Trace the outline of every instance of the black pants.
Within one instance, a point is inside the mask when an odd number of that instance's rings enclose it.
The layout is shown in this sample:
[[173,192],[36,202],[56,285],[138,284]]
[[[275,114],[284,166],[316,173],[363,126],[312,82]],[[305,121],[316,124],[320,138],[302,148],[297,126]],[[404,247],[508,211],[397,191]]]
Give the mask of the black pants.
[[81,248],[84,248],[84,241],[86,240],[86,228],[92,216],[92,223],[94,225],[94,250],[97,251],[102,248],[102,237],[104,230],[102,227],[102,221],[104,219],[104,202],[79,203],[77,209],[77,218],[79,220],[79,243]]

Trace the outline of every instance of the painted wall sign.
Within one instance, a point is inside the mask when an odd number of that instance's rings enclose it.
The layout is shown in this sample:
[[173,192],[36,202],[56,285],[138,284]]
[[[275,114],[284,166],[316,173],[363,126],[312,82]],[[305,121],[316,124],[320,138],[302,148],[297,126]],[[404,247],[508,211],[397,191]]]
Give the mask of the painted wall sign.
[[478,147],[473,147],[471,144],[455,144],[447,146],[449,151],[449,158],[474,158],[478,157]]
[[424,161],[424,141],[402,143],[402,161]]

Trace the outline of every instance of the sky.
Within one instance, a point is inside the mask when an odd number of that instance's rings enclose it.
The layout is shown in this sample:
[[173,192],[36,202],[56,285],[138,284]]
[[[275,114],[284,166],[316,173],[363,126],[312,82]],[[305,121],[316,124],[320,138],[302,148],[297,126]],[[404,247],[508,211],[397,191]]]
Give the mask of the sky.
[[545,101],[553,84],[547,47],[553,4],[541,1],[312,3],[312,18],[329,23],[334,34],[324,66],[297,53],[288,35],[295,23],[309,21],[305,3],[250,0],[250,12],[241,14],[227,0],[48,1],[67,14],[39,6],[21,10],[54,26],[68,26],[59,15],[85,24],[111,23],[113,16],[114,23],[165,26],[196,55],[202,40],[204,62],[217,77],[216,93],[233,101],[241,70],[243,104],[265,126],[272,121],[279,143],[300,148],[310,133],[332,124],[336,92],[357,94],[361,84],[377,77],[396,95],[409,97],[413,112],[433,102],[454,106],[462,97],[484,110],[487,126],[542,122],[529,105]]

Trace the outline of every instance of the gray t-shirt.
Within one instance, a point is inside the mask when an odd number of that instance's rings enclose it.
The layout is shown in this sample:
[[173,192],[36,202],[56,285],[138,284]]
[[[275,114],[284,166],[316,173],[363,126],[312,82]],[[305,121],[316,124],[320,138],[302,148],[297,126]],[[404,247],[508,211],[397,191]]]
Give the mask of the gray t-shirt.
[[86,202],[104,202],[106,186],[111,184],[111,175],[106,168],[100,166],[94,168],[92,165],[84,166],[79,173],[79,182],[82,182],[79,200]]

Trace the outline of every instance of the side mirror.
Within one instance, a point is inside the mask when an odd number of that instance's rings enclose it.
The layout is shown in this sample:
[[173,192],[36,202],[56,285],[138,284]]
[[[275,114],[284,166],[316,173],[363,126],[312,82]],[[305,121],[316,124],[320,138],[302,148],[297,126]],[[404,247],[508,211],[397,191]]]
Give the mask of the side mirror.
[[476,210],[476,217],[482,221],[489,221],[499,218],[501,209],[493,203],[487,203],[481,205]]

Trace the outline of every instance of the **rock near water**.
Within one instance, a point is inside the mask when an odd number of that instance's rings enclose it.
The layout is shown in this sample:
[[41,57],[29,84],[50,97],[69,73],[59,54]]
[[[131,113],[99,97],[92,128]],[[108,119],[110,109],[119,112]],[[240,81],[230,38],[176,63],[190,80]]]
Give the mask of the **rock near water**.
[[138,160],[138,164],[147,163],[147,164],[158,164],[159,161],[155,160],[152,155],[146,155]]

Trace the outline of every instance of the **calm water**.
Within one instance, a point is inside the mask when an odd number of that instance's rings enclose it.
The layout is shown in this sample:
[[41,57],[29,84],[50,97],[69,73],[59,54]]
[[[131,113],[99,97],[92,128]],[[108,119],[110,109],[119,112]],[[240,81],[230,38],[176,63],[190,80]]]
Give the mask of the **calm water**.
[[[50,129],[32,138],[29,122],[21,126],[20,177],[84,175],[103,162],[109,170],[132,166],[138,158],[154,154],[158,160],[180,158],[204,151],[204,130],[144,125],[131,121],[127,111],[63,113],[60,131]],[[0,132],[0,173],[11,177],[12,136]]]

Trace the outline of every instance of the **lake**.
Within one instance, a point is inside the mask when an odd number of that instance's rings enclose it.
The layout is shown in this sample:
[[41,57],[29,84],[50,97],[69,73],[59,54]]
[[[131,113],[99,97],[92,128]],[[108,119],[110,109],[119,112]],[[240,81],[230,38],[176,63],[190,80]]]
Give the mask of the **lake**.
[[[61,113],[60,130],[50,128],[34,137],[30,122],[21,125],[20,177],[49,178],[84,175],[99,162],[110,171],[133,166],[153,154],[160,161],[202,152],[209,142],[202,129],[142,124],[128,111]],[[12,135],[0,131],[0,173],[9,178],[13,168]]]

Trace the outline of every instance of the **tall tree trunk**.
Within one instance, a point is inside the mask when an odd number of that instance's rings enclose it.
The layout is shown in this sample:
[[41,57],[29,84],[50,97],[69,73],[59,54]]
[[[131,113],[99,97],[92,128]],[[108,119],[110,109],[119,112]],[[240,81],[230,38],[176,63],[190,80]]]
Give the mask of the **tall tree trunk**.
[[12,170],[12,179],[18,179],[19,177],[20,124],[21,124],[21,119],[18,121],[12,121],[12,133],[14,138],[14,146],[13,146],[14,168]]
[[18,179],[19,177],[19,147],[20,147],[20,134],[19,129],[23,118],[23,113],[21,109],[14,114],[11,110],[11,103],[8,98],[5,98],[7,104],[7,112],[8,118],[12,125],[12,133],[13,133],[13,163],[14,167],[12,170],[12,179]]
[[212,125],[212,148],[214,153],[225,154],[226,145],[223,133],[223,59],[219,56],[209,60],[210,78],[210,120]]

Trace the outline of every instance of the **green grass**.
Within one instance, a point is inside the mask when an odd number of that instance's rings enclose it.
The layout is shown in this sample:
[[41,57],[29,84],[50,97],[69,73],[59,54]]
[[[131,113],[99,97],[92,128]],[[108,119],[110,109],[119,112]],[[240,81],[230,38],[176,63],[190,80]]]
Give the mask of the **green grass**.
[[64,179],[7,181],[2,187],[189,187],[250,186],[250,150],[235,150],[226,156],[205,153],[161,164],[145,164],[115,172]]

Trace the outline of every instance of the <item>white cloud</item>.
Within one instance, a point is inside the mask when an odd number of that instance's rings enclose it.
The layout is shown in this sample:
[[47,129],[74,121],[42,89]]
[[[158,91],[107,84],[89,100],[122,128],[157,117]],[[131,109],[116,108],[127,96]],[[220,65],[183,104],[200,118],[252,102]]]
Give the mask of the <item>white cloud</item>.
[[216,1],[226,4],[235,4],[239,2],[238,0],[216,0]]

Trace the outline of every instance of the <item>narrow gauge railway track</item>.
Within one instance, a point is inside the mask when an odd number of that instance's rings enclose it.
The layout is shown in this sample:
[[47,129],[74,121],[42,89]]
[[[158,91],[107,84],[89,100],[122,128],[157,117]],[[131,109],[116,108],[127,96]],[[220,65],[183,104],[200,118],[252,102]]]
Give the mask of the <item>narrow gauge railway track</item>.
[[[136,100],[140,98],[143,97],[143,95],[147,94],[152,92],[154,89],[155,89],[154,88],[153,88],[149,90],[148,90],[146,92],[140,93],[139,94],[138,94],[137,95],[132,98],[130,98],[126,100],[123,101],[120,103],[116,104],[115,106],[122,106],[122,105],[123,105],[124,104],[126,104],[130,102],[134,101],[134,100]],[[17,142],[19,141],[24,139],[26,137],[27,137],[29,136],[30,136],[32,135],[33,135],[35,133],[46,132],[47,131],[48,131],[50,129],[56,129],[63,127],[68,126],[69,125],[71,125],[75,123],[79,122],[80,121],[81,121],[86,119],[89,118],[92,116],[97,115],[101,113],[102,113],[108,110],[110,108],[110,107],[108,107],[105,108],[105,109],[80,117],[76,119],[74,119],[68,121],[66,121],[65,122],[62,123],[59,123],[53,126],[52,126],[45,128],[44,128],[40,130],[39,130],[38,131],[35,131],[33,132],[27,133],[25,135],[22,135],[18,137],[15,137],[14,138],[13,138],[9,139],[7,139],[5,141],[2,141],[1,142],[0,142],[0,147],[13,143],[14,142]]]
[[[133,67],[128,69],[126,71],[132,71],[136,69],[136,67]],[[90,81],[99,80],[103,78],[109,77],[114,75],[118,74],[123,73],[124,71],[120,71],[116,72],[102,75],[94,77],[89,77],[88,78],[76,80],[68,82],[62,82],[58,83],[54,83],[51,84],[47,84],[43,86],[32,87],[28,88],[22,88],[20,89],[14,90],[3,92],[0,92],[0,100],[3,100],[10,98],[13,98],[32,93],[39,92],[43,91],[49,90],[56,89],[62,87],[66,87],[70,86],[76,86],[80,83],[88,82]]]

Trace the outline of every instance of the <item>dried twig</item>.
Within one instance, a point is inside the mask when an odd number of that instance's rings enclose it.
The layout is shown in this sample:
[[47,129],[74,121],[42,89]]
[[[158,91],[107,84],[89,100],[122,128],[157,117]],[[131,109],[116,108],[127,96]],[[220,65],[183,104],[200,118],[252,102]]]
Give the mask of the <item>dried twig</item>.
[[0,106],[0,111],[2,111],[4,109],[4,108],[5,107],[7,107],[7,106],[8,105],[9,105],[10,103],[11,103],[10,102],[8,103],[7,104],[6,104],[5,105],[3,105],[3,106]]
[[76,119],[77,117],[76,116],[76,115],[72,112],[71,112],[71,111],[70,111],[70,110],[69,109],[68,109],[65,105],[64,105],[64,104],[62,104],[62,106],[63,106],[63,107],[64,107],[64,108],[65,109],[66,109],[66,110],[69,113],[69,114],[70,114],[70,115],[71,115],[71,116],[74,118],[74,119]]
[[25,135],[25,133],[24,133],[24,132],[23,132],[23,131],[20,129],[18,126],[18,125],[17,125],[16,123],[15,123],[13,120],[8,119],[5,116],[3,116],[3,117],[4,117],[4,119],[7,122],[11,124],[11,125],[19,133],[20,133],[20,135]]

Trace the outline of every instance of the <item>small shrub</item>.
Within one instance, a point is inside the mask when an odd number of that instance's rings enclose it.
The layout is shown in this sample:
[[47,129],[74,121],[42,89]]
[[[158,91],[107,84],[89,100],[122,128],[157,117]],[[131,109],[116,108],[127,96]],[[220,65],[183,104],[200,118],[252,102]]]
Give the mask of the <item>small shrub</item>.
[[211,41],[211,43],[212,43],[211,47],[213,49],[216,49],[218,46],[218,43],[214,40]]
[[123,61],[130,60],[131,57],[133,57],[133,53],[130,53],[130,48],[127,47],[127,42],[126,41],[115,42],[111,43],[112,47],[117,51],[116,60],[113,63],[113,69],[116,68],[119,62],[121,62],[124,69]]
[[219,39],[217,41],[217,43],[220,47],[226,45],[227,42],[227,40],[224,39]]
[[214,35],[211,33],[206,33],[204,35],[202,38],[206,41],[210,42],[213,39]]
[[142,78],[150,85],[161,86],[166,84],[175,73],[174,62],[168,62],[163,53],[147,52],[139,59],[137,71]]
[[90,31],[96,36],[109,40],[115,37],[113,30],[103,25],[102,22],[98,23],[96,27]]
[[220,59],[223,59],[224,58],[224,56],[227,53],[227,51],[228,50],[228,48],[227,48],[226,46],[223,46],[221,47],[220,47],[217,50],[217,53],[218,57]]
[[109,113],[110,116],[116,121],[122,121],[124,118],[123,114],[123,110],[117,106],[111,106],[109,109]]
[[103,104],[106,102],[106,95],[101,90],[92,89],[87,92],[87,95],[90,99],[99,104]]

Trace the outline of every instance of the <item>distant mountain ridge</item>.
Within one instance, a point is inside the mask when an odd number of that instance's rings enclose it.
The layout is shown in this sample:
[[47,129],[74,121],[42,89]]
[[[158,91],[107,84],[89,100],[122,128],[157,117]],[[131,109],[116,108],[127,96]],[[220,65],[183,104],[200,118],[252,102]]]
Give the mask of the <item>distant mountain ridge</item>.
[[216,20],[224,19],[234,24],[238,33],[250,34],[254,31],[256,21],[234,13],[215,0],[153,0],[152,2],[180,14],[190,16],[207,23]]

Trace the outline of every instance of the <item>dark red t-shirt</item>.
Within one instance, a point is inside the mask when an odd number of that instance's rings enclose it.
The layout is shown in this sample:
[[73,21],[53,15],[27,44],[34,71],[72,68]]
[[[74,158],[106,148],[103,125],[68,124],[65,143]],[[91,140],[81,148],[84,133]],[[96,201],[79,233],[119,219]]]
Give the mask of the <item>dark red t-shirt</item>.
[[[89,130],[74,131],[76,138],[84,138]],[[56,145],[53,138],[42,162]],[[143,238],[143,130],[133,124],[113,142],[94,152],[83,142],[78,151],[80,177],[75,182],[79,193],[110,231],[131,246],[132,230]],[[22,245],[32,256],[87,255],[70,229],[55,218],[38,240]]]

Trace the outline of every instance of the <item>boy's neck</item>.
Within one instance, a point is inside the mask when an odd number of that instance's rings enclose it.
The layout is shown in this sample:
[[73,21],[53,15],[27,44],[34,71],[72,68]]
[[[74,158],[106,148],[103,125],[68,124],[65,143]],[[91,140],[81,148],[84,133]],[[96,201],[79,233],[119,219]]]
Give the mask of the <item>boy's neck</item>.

———

Format the lines from the one containing "Trace the outline of every instance of the <item>dried" through the one containing "Give the mask of the <item>dried twig</item>." as a JSON list of strings, one string per line, with blank lines left out.

[
  "Trace the outline of every instance of the <item>dried twig</item>.",
  "Within one instance, a point is inside the mask when an odd number of that instance's rings enclose it.",
  "The layout is shown in this sample:",
  "[[47,129],[74,121],[42,89]]",
  "[[[158,91],[107,84],[89,100],[122,128],[157,117]],[[131,109],[116,108],[127,96]],[[220,65],[183,104],[200,118],[252,102]]]",
  "Give the mask of the <item>dried twig</item>."
]